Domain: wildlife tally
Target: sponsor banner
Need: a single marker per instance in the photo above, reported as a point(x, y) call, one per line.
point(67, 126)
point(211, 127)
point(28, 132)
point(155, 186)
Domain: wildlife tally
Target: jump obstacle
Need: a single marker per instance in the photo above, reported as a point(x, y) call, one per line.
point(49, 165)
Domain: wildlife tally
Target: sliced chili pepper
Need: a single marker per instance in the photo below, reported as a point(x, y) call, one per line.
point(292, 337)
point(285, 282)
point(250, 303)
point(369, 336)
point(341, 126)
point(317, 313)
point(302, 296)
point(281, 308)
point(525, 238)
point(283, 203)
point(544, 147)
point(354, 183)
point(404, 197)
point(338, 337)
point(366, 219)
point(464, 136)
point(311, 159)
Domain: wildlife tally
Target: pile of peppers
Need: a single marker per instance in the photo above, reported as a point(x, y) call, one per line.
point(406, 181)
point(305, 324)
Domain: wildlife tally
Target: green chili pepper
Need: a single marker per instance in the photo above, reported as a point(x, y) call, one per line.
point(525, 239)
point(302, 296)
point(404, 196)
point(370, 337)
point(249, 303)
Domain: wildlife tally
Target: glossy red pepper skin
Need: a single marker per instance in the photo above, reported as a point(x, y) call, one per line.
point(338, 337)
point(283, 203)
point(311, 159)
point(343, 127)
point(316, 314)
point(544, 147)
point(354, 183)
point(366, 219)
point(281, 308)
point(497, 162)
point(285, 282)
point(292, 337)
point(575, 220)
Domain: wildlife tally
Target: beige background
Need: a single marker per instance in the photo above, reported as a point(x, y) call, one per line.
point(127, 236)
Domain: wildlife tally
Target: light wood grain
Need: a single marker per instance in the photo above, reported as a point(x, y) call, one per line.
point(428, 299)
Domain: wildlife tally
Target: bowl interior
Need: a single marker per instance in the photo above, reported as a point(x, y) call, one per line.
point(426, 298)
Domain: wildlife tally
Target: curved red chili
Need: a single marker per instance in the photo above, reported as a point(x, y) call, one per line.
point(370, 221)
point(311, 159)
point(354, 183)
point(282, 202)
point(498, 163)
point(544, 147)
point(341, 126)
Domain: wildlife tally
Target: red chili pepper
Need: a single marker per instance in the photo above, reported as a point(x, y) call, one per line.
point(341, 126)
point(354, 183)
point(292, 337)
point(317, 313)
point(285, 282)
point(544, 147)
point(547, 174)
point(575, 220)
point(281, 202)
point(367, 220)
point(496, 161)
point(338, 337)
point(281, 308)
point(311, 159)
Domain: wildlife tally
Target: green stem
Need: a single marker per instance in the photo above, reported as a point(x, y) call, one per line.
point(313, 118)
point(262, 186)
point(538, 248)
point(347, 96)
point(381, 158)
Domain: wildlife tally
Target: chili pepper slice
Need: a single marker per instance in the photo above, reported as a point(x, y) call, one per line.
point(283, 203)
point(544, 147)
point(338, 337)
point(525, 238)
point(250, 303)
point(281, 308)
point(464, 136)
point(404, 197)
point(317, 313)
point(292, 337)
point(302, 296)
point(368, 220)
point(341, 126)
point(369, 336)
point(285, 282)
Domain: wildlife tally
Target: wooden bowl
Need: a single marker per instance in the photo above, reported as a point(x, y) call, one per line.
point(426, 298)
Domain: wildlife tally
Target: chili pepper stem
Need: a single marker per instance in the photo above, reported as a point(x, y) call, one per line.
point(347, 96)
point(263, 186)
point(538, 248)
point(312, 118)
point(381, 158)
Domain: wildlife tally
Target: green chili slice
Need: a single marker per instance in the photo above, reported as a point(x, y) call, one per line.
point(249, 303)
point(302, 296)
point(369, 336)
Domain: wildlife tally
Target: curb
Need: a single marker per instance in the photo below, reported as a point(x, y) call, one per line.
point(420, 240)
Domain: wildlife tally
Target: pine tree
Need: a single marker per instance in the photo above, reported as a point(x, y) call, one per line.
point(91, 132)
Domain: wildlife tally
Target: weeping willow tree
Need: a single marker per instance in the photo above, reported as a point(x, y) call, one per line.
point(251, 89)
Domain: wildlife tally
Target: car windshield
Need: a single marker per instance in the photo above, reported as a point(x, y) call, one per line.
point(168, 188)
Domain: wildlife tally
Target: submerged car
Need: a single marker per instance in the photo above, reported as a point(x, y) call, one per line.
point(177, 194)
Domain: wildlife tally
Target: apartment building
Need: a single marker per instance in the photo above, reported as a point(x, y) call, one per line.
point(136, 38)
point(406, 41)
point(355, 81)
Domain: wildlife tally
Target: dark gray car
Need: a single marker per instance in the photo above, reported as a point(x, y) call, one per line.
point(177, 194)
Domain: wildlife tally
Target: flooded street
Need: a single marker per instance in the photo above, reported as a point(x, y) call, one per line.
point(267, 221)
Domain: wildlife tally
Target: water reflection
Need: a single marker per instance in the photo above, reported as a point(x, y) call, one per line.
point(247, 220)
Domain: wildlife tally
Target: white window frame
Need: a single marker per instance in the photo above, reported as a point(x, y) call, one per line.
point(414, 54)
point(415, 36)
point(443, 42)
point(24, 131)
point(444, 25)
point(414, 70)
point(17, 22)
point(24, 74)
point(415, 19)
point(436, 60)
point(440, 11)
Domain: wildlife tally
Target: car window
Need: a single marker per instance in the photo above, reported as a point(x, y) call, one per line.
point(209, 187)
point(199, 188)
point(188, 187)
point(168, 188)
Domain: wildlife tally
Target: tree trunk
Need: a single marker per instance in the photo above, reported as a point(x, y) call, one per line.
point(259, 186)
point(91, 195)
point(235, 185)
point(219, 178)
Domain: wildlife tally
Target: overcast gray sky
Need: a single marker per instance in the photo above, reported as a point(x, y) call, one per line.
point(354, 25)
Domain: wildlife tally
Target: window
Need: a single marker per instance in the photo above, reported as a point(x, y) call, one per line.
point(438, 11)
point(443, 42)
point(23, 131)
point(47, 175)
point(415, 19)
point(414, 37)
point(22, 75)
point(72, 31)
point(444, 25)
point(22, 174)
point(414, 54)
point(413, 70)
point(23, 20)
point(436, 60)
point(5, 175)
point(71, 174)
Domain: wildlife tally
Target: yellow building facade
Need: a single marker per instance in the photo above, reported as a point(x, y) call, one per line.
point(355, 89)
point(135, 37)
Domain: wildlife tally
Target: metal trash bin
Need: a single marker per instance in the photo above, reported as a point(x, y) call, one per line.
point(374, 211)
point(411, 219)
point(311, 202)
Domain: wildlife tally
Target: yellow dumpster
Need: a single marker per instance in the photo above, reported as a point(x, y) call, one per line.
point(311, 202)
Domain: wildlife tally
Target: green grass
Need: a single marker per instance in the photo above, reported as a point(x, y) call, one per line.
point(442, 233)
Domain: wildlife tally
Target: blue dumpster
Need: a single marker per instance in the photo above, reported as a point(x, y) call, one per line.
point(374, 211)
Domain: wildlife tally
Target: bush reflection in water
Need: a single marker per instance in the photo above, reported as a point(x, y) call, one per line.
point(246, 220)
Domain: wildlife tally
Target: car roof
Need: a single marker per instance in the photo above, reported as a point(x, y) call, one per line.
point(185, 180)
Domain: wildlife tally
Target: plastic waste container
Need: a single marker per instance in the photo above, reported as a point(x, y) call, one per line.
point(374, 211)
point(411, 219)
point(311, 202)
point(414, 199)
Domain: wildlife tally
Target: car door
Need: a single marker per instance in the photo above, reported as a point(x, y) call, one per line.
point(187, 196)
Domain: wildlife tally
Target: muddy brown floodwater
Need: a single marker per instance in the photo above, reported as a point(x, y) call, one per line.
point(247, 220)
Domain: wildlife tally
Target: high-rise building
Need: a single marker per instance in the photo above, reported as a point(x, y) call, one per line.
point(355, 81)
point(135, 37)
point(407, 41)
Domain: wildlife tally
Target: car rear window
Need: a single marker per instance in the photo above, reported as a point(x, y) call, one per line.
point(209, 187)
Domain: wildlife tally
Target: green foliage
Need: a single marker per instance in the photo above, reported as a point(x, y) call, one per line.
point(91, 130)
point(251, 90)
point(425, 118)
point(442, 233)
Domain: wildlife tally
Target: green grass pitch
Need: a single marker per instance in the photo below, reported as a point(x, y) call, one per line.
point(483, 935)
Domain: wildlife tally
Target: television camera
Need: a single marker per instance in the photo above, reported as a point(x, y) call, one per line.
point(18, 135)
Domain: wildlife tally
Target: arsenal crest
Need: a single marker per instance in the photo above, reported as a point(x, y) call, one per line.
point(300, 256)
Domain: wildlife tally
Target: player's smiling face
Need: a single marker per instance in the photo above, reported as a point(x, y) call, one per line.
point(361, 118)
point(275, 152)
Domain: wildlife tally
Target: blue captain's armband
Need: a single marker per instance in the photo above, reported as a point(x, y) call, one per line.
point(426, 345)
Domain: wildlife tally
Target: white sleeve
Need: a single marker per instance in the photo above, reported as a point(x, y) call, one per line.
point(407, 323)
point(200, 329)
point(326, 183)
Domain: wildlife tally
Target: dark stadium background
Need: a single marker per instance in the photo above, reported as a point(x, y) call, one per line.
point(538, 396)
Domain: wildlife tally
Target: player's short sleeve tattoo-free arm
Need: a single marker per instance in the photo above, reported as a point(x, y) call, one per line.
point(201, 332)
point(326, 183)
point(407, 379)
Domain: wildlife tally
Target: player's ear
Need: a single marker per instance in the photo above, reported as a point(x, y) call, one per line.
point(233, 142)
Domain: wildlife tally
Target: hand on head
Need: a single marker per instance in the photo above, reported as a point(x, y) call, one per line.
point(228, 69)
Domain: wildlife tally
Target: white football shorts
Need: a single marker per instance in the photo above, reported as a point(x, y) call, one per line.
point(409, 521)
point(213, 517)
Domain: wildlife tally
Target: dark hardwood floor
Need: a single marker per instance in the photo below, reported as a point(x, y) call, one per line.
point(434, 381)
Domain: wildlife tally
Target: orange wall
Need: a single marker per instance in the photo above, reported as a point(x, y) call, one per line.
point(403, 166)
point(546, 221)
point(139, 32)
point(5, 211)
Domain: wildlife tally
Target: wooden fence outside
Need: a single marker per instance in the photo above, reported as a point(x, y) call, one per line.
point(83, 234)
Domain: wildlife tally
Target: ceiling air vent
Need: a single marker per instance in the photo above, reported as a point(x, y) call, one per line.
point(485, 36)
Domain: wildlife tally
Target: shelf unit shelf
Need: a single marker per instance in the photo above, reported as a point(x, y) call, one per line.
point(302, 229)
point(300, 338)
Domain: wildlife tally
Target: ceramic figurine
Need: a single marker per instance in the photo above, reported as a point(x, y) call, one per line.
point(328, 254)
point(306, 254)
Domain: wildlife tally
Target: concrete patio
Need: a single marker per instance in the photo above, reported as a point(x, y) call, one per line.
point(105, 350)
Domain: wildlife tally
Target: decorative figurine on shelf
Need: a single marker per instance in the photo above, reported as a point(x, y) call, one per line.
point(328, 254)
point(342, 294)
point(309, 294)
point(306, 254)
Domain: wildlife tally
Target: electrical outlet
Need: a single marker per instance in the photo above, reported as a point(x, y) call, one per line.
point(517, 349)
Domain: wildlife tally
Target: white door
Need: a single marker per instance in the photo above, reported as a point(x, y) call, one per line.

Problem: Among the records, how many lines include the string "player"? State the number and add nothing.

Answer to the problem: 3